## Task to complete
Can you write out the data below again with every "example output" swapped for "sample output" and everything else left as it is?
— START OF Data provided —
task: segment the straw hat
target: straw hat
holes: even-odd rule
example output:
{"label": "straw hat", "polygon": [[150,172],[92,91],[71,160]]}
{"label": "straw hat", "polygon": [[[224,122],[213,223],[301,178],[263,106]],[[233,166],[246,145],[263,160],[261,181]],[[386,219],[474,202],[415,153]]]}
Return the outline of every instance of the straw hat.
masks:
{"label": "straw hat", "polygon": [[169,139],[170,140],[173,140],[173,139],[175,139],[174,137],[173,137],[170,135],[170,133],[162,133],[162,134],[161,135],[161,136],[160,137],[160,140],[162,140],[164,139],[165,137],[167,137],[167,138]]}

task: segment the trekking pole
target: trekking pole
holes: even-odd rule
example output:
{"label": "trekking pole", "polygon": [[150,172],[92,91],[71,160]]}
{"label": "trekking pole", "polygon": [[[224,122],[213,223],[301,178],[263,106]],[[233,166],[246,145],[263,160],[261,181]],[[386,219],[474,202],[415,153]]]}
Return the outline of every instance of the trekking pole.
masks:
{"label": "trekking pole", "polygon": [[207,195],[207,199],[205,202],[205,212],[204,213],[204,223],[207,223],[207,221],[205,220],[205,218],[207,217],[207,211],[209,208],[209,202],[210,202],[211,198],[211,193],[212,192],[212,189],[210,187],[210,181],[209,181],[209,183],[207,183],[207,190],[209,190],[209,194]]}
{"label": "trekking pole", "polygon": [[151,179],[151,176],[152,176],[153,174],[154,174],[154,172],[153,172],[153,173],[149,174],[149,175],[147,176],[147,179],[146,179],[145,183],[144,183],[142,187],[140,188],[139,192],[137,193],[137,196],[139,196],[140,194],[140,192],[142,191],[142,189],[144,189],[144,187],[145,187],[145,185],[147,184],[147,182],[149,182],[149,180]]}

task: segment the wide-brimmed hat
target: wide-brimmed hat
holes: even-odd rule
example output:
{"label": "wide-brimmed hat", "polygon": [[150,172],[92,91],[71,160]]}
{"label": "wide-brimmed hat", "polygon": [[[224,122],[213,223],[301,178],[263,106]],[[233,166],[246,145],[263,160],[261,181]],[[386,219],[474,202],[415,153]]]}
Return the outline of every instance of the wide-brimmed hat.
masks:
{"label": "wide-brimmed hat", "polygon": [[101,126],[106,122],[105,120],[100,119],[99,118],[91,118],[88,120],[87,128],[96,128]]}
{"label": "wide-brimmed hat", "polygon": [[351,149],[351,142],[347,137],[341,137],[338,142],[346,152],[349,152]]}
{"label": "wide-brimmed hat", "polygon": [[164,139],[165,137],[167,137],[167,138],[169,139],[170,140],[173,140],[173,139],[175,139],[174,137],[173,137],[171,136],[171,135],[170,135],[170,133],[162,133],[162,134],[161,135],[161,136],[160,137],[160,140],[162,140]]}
— END OF Data provided —
## The answer
task: segment the straw hat
target: straw hat
holes: even-odd rule
sample output:
{"label": "straw hat", "polygon": [[150,172],[92,91],[71,160]]}
{"label": "straw hat", "polygon": [[[224,122],[213,223],[301,178],[263,106]],[[233,166],[246,145],[263,160],[261,181]],[[386,219],[474,202],[415,153]]]}
Return the outline of every instance of the straw hat.
masks:
{"label": "straw hat", "polygon": [[169,139],[170,140],[173,140],[173,139],[175,139],[174,137],[173,137],[170,135],[170,133],[162,133],[162,134],[161,135],[161,136],[160,137],[160,140],[162,140],[164,139],[165,137],[167,137],[167,138]]}

task: segment the trekking pole
target: trekking pole
holes: even-odd rule
sample output:
{"label": "trekking pole", "polygon": [[150,172],[92,91],[71,160]]}
{"label": "trekking pole", "polygon": [[[224,122],[213,223],[301,178],[263,106]],[[233,166],[246,145],[263,160],[261,181]],[[386,219],[474,202],[415,153]]]}
Return the outline of every instance of the trekking pole.
masks:
{"label": "trekking pole", "polygon": [[207,195],[207,199],[205,202],[205,212],[204,213],[204,223],[207,223],[207,221],[205,220],[205,218],[207,217],[207,211],[209,208],[209,202],[210,202],[211,198],[211,193],[212,192],[212,189],[210,187],[210,181],[209,181],[209,183],[207,183],[207,190],[209,190],[209,194]]}
{"label": "trekking pole", "polygon": [[151,179],[151,176],[152,176],[153,174],[154,174],[154,172],[153,172],[153,173],[149,174],[149,175],[147,176],[147,179],[146,179],[145,183],[144,183],[142,187],[140,188],[139,192],[137,193],[137,196],[139,196],[140,194],[140,192],[142,191],[142,189],[144,189],[144,187],[145,187],[145,185],[147,184],[147,182],[149,182],[149,180]]}

task: segment the wide-brimmed hat
target: wide-brimmed hat
holes: even-odd rule
sample output:
{"label": "wide-brimmed hat", "polygon": [[150,172],[92,91],[71,160]]}
{"label": "wide-brimmed hat", "polygon": [[[224,122],[213,223],[301,178],[263,106]],[[233,166],[246,145],[263,160],[261,181]],[[386,219],[474,202],[415,153]]]}
Return the outline of every instance of the wide-brimmed hat.
masks:
{"label": "wide-brimmed hat", "polygon": [[101,126],[106,122],[105,120],[100,119],[99,118],[91,118],[88,120],[87,128],[96,128]]}
{"label": "wide-brimmed hat", "polygon": [[351,149],[351,142],[347,137],[341,137],[338,142],[346,152],[349,152]]}
{"label": "wide-brimmed hat", "polygon": [[164,139],[165,137],[167,137],[167,138],[169,139],[170,140],[173,140],[173,139],[175,139],[174,137],[173,137],[171,136],[171,135],[170,135],[170,133],[162,133],[162,134],[161,135],[161,136],[160,137],[160,140],[162,140]]}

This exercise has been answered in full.